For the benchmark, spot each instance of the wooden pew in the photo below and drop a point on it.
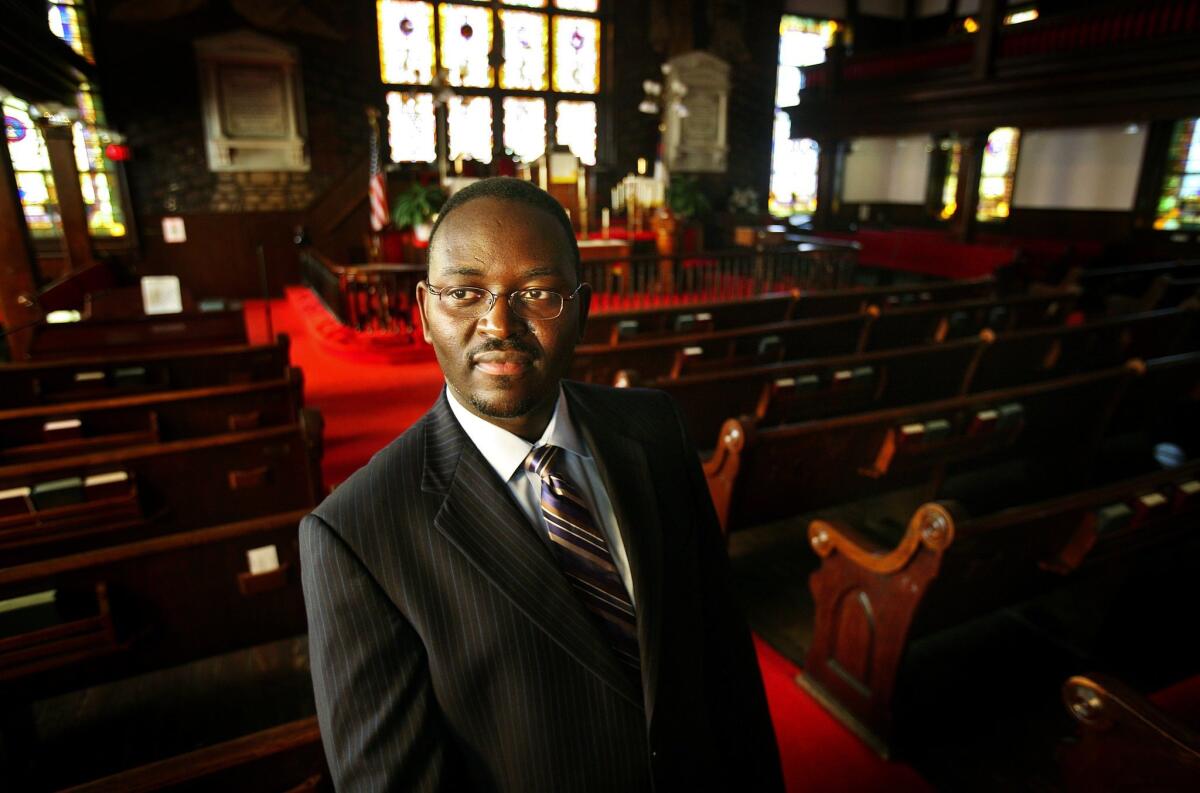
(844, 301)
(1041, 353)
(76, 620)
(909, 326)
(673, 356)
(78, 378)
(285, 758)
(876, 594)
(827, 386)
(666, 320)
(76, 427)
(1127, 742)
(91, 500)
(756, 474)
(105, 336)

● **Consigne**:
Relevez, parmi les lignes ci-dessus, toutes celles qui contiennent le mot « spot » et recopiez-les en entier.

● **Réponse rédigée**:
For the benchmark, spot each instance of the wooden pew in the photo below and drop a point on it.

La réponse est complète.